[Some records]
........
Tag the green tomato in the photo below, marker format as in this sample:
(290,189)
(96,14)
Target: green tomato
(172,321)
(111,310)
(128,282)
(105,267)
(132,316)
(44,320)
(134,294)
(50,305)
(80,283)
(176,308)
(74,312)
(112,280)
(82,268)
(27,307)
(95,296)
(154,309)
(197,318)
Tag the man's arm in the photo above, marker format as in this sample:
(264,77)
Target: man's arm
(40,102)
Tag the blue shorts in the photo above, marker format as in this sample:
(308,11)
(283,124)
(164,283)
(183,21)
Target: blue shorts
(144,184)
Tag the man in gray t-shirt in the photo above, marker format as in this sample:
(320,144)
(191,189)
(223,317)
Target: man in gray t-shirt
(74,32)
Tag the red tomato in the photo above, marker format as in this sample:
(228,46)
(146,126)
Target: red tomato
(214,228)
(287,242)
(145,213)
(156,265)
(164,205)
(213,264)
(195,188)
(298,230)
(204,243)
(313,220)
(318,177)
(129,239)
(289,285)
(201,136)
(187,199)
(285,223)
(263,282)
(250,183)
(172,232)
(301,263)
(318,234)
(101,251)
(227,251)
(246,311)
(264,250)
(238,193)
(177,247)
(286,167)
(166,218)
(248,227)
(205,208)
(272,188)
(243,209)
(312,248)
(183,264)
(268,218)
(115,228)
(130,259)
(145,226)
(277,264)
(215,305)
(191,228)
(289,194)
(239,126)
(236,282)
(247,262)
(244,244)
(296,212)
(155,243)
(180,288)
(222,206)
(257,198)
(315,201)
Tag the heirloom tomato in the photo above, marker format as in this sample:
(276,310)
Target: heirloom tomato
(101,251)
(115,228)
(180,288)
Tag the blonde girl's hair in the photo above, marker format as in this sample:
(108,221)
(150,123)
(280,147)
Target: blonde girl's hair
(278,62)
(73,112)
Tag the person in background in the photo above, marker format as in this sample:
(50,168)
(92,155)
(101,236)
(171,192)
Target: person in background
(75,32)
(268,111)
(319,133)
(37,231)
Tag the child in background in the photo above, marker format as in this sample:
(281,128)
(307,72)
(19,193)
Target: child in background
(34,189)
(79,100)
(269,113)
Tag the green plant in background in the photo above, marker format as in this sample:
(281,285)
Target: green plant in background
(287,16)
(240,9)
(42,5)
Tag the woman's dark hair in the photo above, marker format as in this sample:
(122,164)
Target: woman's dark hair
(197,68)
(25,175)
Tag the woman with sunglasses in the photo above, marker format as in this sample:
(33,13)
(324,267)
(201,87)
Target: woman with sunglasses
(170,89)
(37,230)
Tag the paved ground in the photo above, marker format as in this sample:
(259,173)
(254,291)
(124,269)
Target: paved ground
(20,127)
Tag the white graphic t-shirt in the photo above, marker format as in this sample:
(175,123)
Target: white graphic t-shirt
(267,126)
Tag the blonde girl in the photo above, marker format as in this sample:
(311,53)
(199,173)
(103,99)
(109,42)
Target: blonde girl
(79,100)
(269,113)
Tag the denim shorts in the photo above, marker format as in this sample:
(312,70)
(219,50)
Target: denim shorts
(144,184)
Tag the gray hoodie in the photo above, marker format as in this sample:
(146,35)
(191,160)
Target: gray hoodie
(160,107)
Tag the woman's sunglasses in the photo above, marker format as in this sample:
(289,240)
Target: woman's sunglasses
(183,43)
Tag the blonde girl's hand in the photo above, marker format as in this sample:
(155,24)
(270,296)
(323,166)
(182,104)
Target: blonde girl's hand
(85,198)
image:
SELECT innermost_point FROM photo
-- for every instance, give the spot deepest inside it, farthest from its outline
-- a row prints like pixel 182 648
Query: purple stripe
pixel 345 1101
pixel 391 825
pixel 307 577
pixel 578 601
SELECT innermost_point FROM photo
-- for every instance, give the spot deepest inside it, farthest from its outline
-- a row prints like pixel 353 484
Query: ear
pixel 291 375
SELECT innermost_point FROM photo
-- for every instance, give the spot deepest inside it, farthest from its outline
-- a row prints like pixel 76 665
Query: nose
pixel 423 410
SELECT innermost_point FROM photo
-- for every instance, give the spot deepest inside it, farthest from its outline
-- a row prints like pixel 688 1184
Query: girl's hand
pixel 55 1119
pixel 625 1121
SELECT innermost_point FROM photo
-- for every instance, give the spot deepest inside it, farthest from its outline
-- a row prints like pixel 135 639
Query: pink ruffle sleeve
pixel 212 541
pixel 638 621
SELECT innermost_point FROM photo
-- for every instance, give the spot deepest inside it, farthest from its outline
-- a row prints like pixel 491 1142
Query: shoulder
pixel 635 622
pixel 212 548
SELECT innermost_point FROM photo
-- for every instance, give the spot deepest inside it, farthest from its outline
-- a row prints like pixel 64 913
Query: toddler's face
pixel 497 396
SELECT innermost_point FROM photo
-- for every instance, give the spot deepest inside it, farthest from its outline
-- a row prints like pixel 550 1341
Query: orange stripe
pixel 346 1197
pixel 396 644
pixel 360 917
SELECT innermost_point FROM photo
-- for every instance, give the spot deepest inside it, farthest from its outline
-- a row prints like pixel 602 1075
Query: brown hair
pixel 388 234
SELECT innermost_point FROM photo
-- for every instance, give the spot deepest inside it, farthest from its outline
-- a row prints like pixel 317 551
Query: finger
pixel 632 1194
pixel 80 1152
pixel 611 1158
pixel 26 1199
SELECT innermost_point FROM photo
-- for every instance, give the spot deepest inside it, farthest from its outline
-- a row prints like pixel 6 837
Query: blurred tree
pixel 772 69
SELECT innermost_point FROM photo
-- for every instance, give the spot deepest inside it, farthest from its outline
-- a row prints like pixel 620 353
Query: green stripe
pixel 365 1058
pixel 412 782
........
[Job]: Print every record above exactly as written.

[Task response]:
Tag the green tomato in the photo below, marker format as in this sample:
(290,189)
(96,14)
Target: green tomato
(172,321)
(111,310)
(128,282)
(105,267)
(132,316)
(44,320)
(134,294)
(50,305)
(80,283)
(176,308)
(74,312)
(112,280)
(82,268)
(27,307)
(95,296)
(154,309)
(197,318)
Tag the man's arm in the photo above, marker format as in this sample:
(264,77)
Target: man's arm
(40,102)
Tag the blue shorts in the photo above, marker format as in this sample:
(308,11)
(283,124)
(164,283)
(183,21)
Target: blue shorts
(144,184)
Tag the man in gray t-shirt in the photo above, marker format as in this sample:
(320,144)
(191,189)
(223,317)
Target: man in gray t-shirt
(74,32)
Tag the red tomato in the photo above, marker format as in this sample:
(228,46)
(146,126)
Target: red tomato
(214,228)
(287,242)
(145,213)
(156,265)
(164,205)
(213,264)
(195,188)
(298,230)
(204,243)
(313,220)
(318,177)
(129,239)
(289,285)
(201,136)
(187,199)
(285,223)
(263,282)
(250,183)
(172,232)
(301,263)
(318,234)
(101,251)
(227,251)
(246,311)
(264,250)
(238,193)
(177,247)
(286,167)
(166,218)
(248,227)
(205,208)
(272,188)
(243,209)
(312,248)
(183,264)
(268,218)
(115,228)
(130,259)
(145,226)
(277,264)
(215,305)
(191,228)
(289,194)
(239,126)
(236,282)
(247,262)
(244,244)
(296,212)
(155,243)
(180,288)
(222,206)
(257,198)
(315,201)
Tag the heirloom tomato in the photo above, marker format as in this sample:
(276,310)
Target: heirloom tomato
(101,251)
(115,228)
(180,288)
Tag the blonde girl's hair in the photo above, marker format as in this sample:
(108,221)
(150,123)
(280,147)
Target: blonde girl's hair
(278,62)
(73,112)
Tag the person in background in the photo above, marker format as in this sample:
(50,168)
(92,155)
(101,236)
(171,192)
Target: person in background
(75,32)
(268,111)
(319,133)
(37,231)
Tag the child in background in the photo above, marker format as in this sample:
(281,128)
(307,72)
(19,193)
Target: child in background
(34,189)
(79,100)
(269,113)
Tag the green plant in background in the photo above, marker format as in this sample:
(281,285)
Target: green plant in background
(287,16)
(240,9)
(42,5)
Tag the woman's dark hair in the photo above, marker format as in this sample:
(122,164)
Target: woman's dark hair
(197,68)
(25,175)
Tag the woman with sunglasses in the photo above, marker format as in this sample:
(33,13)
(324,267)
(201,87)
Target: woman with sunglasses
(170,89)
(37,230)
Tag the paved ground in the photo above, marker format as in this sample:
(259,173)
(254,291)
(124,269)
Target: paved ground
(20,127)
Tag the white graphic t-shirt in the photo above, marker format as in this sample:
(175,123)
Target: white graphic t-shirt
(267,126)
Tag the blonde girl in the photo above, marker format as in this sample:
(311,53)
(199,173)
(103,99)
(109,42)
Target: blonde girl
(79,100)
(269,113)
Tag the denim shorts in the photo above, marker format as in this sample:
(312,70)
(219,50)
Target: denim shorts
(144,184)
Tag the gray hoodie in the photo above, marker format as in this sample:
(146,35)
(191,160)
Target: gray hoodie
(160,107)
Tag the woman's sunglasses in the photo above, marker format as in this sample:
(289,240)
Target: woman's sunglasses
(183,43)
Tag the blonde girl's hand in the photo above, marker format as in this sample:
(155,24)
(270,296)
(323,166)
(182,104)
Target: blonde girl's hand
(85,198)
image:
SELECT innermost_point FROM photo
-- for every instance, give the spot deepest inside it, farthest from its outline
-- a row prints like pixel 182 648
Query: purple stripe
pixel 345 1101
pixel 391 825
pixel 307 577
pixel 578 601
SELECT innermost_point FROM photo
-- for every instance, give the spot deepest inside it, farthest from its outline
-- a row prints like pixel 353 484
Query: ear
pixel 291 375
SELECT innermost_point FROM photo
-- for every instance, give the spot deepest inside it, farthest from its outline
-- a row prints like pixel 76 665
Query: nose
pixel 423 410
SELECT innermost_point FROM photo
-- for every instance, give the spot deepest inside it, farthest from its outline
-- a row prints like pixel 688 1184
Query: girl's hand
pixel 55 1119
pixel 625 1121
SELECT innermost_point FROM photo
-- for every instance, give the spot deepest inside it, farthest from its outline
-- a row prints like pixel 135 639
Query: pink ruffle sleeve
pixel 212 541
pixel 638 621
SELECT innermost_point FROM photo
-- for every instance, give the spot deepest inside it, farthest from its outline
-- a row prints like pixel 491 1142
Query: shoulder
pixel 635 622
pixel 212 548
SELECT innermost_point FROM photo
-- for every instance, give the spot deepest inside it, farthest from its outline
-- a row prints like pixel 64 913
Query: toddler's face
pixel 497 396
SELECT innermost_point FROM photo
-- for every instance, give the spot deepest inside it, farthest from its outline
-- a row prints like pixel 550 1341
Query: orange stripe
pixel 346 1197
pixel 396 644
pixel 360 917
SELECT innermost_point FROM photo
-- for every instance, give the spot deepest inside it, farthest from its outline
-- a row prints like pixel 602 1075
Query: brown hair
pixel 388 234
SELECT innermost_point FROM photo
-- for every instance, give the spot deepest inside it, farthest from its outline
-- a row prints like pixel 317 551
Query: finger
pixel 632 1194
pixel 80 1152
pixel 611 1158
pixel 26 1199
SELECT innermost_point FROM photo
-- for every instance, give the spot deepest inside it, farthest from its outline
-- a row prints like pixel 6 837
Query: blurred tree
pixel 772 69
SELECT innermost_point FROM photo
-- for every instance, give the spot deepest inside it, farthest from its outline
-- a row prints like pixel 620 353
Query: green stripe
pixel 365 1058
pixel 412 782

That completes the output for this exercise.